* [SELECTED EXCERPT]
Following the failure of Agusta's attempts to build a gunship version
of the A-109, the company embarked on a tortuous effort to build a gunship
from the ground up. The result, after a five-year development program,
was the A-129 Mangusta (Mongoose), a two-place helicopter owing much to
both the American AH-64 Apache and the A-109: a rakish helicopter that
looks vaguely familiar and yet sinister and menacing at the same time.
The Mangusta entered service in 1989, with 60 aircraft ordered. Aircraft
are still trickling into Italian Army service at a rate of a few per year.
The helicopter's fuselage and rotor system are resistant to armor-piercing
projectiles up to 12.7mm, and it can fire back with up to eight TOW or
Hellfire anti-tank missiles, with provisions for gun pods, rocket pods
or Stinger, Sidewinder or Mistral missiles. Attempts to develop a version
for the export market have resulted in the A-129 INT (International),
and the final 15 airframes in the Italian order will be delivered to this
standard, with the remaining aircraft in the fleet being brought up to
this standard over time. The INT version will feature more powerful engines,
a five-bladed rotor, and a three-barrel 20mm cannon below the nose for
infantry suppression. The Mangusta was deployed with United Nations forces
to Somalia and Angola, two conflicts that demonstrated the weakness of
a dedicated anti-tank platform in a limited warfare scenario.
The Kit
Italeri's kit of the Mangusta has been a long time coming, just like
the real item. Two sprues of olive drab parts and a one-piece transparency
comprise the whole of the kit.
The
interior consists of a floor pan, two seats, two fighter-style control
columns, an aft bulkhead and two flat control panels. Details of the control
panels and side consoles are supplied as decals, and these are inaccurate
and do not represent the multi-function displays of the real aircraft;
the side consoles are merely white dots and dashes on a black backround.
The seats have very heavy belt detail and cushion detail. There is no
collective for the pilot. This cockpit will require lots of tender loving
care, especially with the expanse of glass that makes up the canopies.
The cockpit is trapped between the fuselage halves, along with the
seeker turret, rotor mast mount and a pin for the tail rotor. The fuselage
itself is beautifully detailed, with restrained rivets and recessed panel
lines. The same level of detail extends to the stub wings and engine covers,
which are neatly engineered to blend with the fuselage to form intakes.

* [PROBLEM SET]
**A)** Answer these about the Mangusta review:
(i) In what year did the Mangusta enter service?
(ii) How many airframes at the end of the Italian order will be delivered to the INT standard?
(iii) How many sprues of parts come in Italeri's kit?
**B)** Reproduce every one of the rows below without changing a character, and leave the pictures out.
The helicopter review and the rows that come after it are unrelated material.

* [MATERIAL TO PROCESS]
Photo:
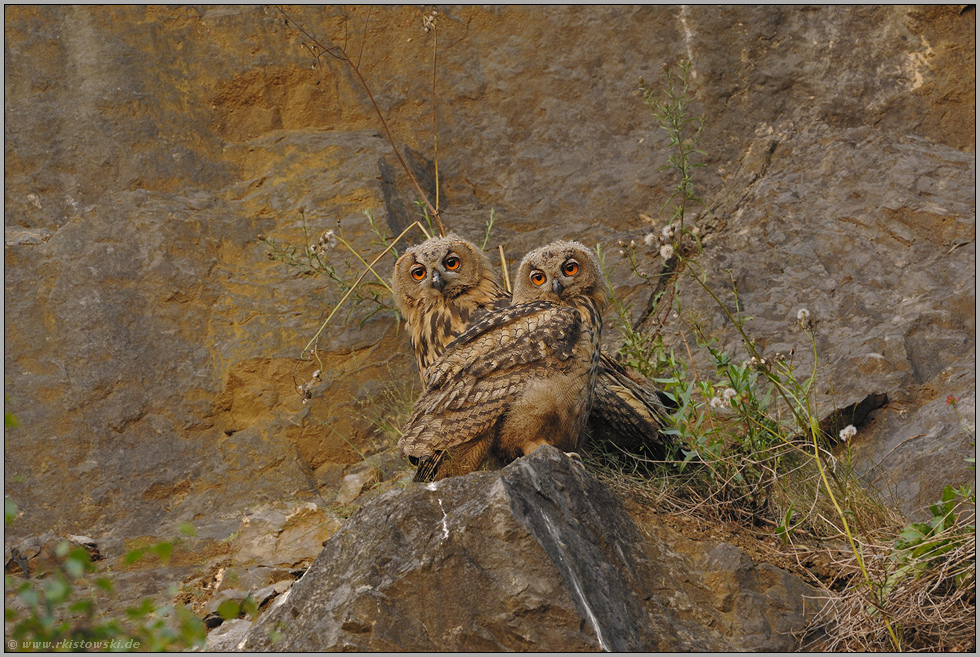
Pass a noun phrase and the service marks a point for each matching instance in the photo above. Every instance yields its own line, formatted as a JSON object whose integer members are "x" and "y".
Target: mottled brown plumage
{"x": 519, "y": 378}
{"x": 441, "y": 304}
{"x": 442, "y": 287}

* [RESULTS FOR EACH TASK]
**A)**
(i) 1989
(ii) 15
(iii) Two

**B)**
Photo:
Pass a noun phrase and the service marks a point for each matching instance in the photo above. Every instance yields its own line, formatted as a JSON object whose integer members are "x" and "y".
Target: mottled brown plumage
{"x": 519, "y": 378}
{"x": 441, "y": 304}
{"x": 442, "y": 287}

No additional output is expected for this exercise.